Вот почему нельзя не порадоваться той неудержимости, с которой тотчас после схоластического поединка С. А. Аскольдова[6] и проф. А. И. Введенского[7] о свойствах «междупланетного эфира» прения спустились, упали стремглав, как брошенный камень, с неба на землю, и что около тех же вопросов, которые поднимались в прежних собраниях, старая война запылала с новою яростью, хотя уже теперь воюющие стороны переменили свои обоюдные положения.
Некогда представители светского общества боролись с церковною реакцией во имя обновления христианства; теперь обе стороны, объединившись в признании желательности этого обновления, разделились на два новые лагеря по вопросу о том, где оно совершится — внутри или вне православия, будет ли мистический прерыв, пройдет ли меч рассекающий между обеими церквами, старой и новой? Другими словами, ожидаемое религиозное возрождение есть ли обновленная или новая церковь? Иное состояние или иное существо? Преобразование или переворот, реформация или революция?
Как значительна эта перемена обоюдных положений, видно из того, что на стороне реформации и, следовательно, православной церкви оказались люди светского общества — Аскольдов, Эрн,[8] Свенцицкий,[9] а на стороне революции — такие представители духовенства, как архимандрит Михаил, тот самый, который в прежних собраниях выставлен был в качестве передового бойца и обличителя «неохристианской ереси». Пишущий эти строки хорошо помнит, как арх. Михаил клеймил эту ересь, усматривая в ней лишь «распутство содомское». И вот он сам в «еретиках», сам гоним церковными властями. Почти таким же гонениям подвергается другой участник прежних собраний, еп. Антонин, едва ли не самый просвещенный и духом свободный среди современных русских архиереев. Из этого видно, что прежние религиозно-философские собрания, как ни «наивна», по выражению А. В. Карташева, была в них «оппозиция церкви», оставили в ней след неизгладимый: что-то сделано, чего не переделаешь; что-то сдвинуто, чего не повернешь назад.

*ЗАДАНИЯ*:
(a) Выведите дословно фрагмент текста о религиозно-философских собраниях, который начинается со слов, содержащих «Некогда представители светского», и завершается словами «реформация или революция?».
(b) Напишите продолжение текста о религиозно-философских собраниях, начиная сразу после его последнего предложения.

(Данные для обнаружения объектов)

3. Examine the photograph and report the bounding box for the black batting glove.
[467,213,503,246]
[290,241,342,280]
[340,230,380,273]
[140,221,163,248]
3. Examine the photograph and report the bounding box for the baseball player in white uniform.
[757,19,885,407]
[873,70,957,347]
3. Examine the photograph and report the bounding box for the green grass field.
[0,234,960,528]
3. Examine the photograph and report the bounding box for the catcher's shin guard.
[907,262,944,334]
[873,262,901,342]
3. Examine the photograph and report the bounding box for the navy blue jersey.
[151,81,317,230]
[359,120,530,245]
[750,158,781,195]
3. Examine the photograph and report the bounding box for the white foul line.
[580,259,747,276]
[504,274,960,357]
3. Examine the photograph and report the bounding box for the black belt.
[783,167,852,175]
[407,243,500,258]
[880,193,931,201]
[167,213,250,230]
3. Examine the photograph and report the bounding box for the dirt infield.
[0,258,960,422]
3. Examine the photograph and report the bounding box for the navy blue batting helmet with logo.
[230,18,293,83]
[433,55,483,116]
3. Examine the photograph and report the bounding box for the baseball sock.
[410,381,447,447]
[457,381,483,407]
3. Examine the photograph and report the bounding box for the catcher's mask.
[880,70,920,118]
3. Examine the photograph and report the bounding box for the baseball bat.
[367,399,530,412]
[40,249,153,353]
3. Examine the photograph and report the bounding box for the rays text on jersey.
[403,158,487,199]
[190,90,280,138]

*ОЖИДАЕМЫЕ ОТВЕТЫ*:
(a)
Некогда представители светского общества боролись с церковною реакцией во имя обновления христианства; теперь обе стороны, объединившись в признании желательности этого обновления, разделились на два новые лагеря по вопросу о том, где оно совершится — внутри или вне православия, будет ли мистический прерыв, пройдет ли меч рассекающий между обеими церквами, старой и новой? Другими словами, ожидаемое религиозное возрождение есть ли обновленная или новая церковь? Иное состояние или иное существо? Преобразование или переворот, реформация или революция?

(b)
«Почему нужно уйти из церкви, почему нужно уйти от христианства? — спрашивает Свенцицкий, возражая на доклад Розанова[10] „О новом религиозном сознании“. — Пусть новое откровение действительно должно прийти для того, чтобы могла открыться общественная религиозная правда. Но тогда зачем же мы ожидаем, что это новое откровение должно порвать связь с христианскою церковью?» Свенцицкий, по-видимому, не сомневается в том, что выйти из православной церкви значит уйти из христианства, а уйти из христианства значит уйти от Христа. Различая теоретически, он практически в вопросе о том, что делать, куда идти, отождествляет или, по крайней мере, смешивает Христа с православием. Не задумывается над тем, все ли христианство в православии и весь ли Христос — в христианстве.
И священник Агеев, возражая на тот же доклад Розанова, подтверждает Свенцицкого: «Доклад жесток до последней степени не только идейно, но и в обывательском смысле, жесток для нас (т. е. для православного духовенства). Если стать на точку зрения доклада, то для меня и, я думаю, для всех священников это равносильно не быть священником». Остается неизвестным, потому ли о. Агеев «идейно» решил не снимать рясы, что это для него слишком жестоко «в смысле обывательском», или же, наоборот, это для него «идейно жестоко», потому что снять рясу слишком трудно «в обывательском смысле». Как бы то ни было, знаменательно для всей нашей русской «реформации» смешение этих двух точек зрения — «идейной» и «обывательской»: ведь сила православия именно в том, что оно — религия не только государственная, но и бытовая, «обывательская».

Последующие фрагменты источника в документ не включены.